* Work to complete
Exact copies of all the records are to be printed.

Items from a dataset

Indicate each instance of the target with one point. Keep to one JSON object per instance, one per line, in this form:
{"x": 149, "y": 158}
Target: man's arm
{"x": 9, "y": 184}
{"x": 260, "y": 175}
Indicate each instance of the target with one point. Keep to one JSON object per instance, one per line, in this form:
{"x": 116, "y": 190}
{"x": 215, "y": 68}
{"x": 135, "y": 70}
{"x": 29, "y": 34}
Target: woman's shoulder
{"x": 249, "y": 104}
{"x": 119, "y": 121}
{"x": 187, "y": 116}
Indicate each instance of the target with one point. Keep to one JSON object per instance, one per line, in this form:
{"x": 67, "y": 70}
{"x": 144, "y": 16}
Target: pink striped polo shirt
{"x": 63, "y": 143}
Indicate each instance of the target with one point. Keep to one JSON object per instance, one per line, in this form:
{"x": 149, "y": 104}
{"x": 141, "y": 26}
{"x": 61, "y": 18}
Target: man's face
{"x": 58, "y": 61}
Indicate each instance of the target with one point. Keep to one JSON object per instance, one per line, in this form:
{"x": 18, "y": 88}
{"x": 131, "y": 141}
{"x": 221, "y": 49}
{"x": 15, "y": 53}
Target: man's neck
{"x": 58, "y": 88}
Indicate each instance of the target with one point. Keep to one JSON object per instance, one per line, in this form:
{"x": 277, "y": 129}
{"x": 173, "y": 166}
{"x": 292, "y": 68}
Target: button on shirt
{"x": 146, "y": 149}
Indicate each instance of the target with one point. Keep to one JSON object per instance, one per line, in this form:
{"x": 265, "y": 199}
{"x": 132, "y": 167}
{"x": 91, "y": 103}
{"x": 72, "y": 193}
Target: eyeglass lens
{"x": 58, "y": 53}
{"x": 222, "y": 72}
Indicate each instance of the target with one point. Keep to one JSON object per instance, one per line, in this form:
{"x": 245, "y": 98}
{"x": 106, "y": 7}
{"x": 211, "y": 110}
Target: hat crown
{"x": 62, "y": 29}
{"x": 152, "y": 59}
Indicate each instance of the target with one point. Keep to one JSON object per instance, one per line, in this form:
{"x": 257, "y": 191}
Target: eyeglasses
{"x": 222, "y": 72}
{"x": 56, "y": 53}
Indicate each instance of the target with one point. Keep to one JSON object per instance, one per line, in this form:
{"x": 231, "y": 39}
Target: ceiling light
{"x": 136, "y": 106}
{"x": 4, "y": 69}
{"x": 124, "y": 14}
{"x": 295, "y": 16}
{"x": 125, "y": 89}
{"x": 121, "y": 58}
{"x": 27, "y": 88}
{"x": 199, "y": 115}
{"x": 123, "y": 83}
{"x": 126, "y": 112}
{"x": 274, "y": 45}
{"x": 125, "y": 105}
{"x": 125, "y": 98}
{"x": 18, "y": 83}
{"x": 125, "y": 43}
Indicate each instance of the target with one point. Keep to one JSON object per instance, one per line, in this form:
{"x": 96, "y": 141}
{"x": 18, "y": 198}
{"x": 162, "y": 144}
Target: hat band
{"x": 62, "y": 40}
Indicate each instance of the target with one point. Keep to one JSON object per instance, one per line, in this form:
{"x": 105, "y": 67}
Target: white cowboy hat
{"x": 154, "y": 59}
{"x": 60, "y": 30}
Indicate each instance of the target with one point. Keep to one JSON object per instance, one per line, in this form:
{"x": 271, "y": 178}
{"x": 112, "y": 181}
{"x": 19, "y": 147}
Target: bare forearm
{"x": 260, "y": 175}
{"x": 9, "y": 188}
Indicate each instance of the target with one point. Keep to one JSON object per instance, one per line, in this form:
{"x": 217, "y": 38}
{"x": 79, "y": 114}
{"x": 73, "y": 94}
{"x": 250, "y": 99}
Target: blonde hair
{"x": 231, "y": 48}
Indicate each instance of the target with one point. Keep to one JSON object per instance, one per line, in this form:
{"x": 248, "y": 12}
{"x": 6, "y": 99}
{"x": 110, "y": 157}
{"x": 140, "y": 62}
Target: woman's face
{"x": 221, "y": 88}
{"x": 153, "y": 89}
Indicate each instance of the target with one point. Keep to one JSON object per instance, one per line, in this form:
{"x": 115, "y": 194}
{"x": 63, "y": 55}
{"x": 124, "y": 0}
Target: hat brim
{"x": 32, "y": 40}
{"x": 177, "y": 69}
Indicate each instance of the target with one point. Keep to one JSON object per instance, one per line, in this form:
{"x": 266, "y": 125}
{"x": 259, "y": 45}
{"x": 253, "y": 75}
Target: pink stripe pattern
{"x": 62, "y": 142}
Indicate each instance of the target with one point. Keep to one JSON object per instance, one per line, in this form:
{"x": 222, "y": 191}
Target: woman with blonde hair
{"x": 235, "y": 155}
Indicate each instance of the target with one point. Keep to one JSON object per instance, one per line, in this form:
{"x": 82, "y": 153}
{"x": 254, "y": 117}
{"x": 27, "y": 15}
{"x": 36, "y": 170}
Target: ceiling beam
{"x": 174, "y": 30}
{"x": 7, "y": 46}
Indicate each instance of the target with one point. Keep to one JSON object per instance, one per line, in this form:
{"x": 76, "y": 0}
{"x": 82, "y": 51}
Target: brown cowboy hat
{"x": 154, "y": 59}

* Final answer
Indicate each instance of the target with one point. Keep to one JSON object per instance, one per line, in this form:
{"x": 149, "y": 158}
Target: man's arm
{"x": 9, "y": 184}
{"x": 260, "y": 175}
Indicate each instance of the target with one point. Keep to one JSON object per instance, one per line, in this form:
{"x": 116, "y": 190}
{"x": 215, "y": 68}
{"x": 135, "y": 70}
{"x": 29, "y": 34}
Target: woman's shoulder
{"x": 249, "y": 104}
{"x": 119, "y": 121}
{"x": 187, "y": 116}
Indicate each instance of the target with one point. Keep to one JSON object per instance, one per line, in this form:
{"x": 67, "y": 70}
{"x": 144, "y": 16}
Target: pink striped polo shirt
{"x": 63, "y": 143}
Indicate each instance of the target with one point. Keep to one JSON object per instance, one per line, in this form:
{"x": 149, "y": 104}
{"x": 141, "y": 26}
{"x": 61, "y": 18}
Target: man's face
{"x": 58, "y": 61}
Indicate each instance of the target with one point. Keep to one JSON object per instance, one per line, in this form:
{"x": 18, "y": 88}
{"x": 131, "y": 141}
{"x": 221, "y": 49}
{"x": 15, "y": 53}
Target: man's neck
{"x": 58, "y": 88}
Indicate each instance of the target with one point. Keep to one JSON object per instance, one per line, in this form:
{"x": 277, "y": 129}
{"x": 173, "y": 166}
{"x": 292, "y": 68}
Target: button on shirt
{"x": 146, "y": 149}
Indicate each instance of the target with one point. Keep to one JSON object per instance, one per line, in this form:
{"x": 265, "y": 199}
{"x": 132, "y": 167}
{"x": 91, "y": 103}
{"x": 72, "y": 193}
Target: eyeglass lens
{"x": 58, "y": 53}
{"x": 222, "y": 72}
Indicate each instance of the target with one point. Keep to one JSON object per instance, one per line, in this form:
{"x": 245, "y": 98}
{"x": 106, "y": 7}
{"x": 211, "y": 110}
Target: hat crown
{"x": 62, "y": 29}
{"x": 152, "y": 59}
Indicate each instance of the target with one point. Keep to one JSON object per instance, one per line, in this form:
{"x": 257, "y": 191}
Target: eyeglasses
{"x": 222, "y": 72}
{"x": 56, "y": 53}
Indicate each instance of the target with one point. Keep to one JSON object per instance, one per line, in this form:
{"x": 231, "y": 39}
Target: ceiling light
{"x": 136, "y": 106}
{"x": 4, "y": 69}
{"x": 124, "y": 14}
{"x": 295, "y": 16}
{"x": 125, "y": 89}
{"x": 121, "y": 58}
{"x": 27, "y": 88}
{"x": 199, "y": 115}
{"x": 123, "y": 83}
{"x": 126, "y": 112}
{"x": 274, "y": 45}
{"x": 125, "y": 105}
{"x": 125, "y": 98}
{"x": 18, "y": 83}
{"x": 125, "y": 43}
Indicate each instance of the target with one point. Keep to one JSON object per instance, one per line, in this form:
{"x": 96, "y": 141}
{"x": 18, "y": 198}
{"x": 162, "y": 144}
Target: hat band
{"x": 62, "y": 40}
Indicate each instance of the target with one point. Keep to one JSON object per instance, one per line, in this form:
{"x": 105, "y": 67}
Target: white cowboy hat
{"x": 154, "y": 59}
{"x": 60, "y": 30}
Indicate each instance of the target with one point. Keep to one JSON object per instance, one per line, in this form:
{"x": 271, "y": 178}
{"x": 112, "y": 181}
{"x": 19, "y": 147}
Target: bare forearm
{"x": 260, "y": 175}
{"x": 9, "y": 188}
Indicate each instance of the target with one point. Keep to one JSON object per instance, one per line, in this form:
{"x": 217, "y": 38}
{"x": 79, "y": 114}
{"x": 73, "y": 94}
{"x": 250, "y": 99}
Target: blonde hair
{"x": 231, "y": 48}
Indicate each instance of the target with one point. Keep to one JSON object per instance, one per line, in this form:
{"x": 248, "y": 12}
{"x": 6, "y": 99}
{"x": 110, "y": 157}
{"x": 140, "y": 62}
Target: woman's face
{"x": 221, "y": 88}
{"x": 153, "y": 89}
Indicate each instance of the target with one point. Keep to one JSON object per instance, one per line, in this form:
{"x": 115, "y": 194}
{"x": 63, "y": 55}
{"x": 124, "y": 0}
Target: hat brim
{"x": 32, "y": 40}
{"x": 177, "y": 69}
Indicate each instance of the target with one point. Keep to one JSON object per instance, one per line, in this form:
{"x": 266, "y": 125}
{"x": 259, "y": 45}
{"x": 253, "y": 75}
Target: pink stripe pattern
{"x": 62, "y": 142}
Indicate each instance of the target with one point. Keep to one JSON object per instance, one per line, in this form:
{"x": 222, "y": 191}
Target: woman with blonde hair
{"x": 235, "y": 155}
Indicate each instance of the target with one point. Keep to one JSON object per instance, one per line, in this form:
{"x": 82, "y": 153}
{"x": 254, "y": 117}
{"x": 27, "y": 15}
{"x": 36, "y": 170}
Target: ceiling beam
{"x": 174, "y": 30}
{"x": 7, "y": 46}
Indicate each instance of the target with one point. Keep to one JSON object per instance, one per line, in this form:
{"x": 76, "y": 0}
{"x": 82, "y": 51}
Target: brown cowboy hat
{"x": 154, "y": 59}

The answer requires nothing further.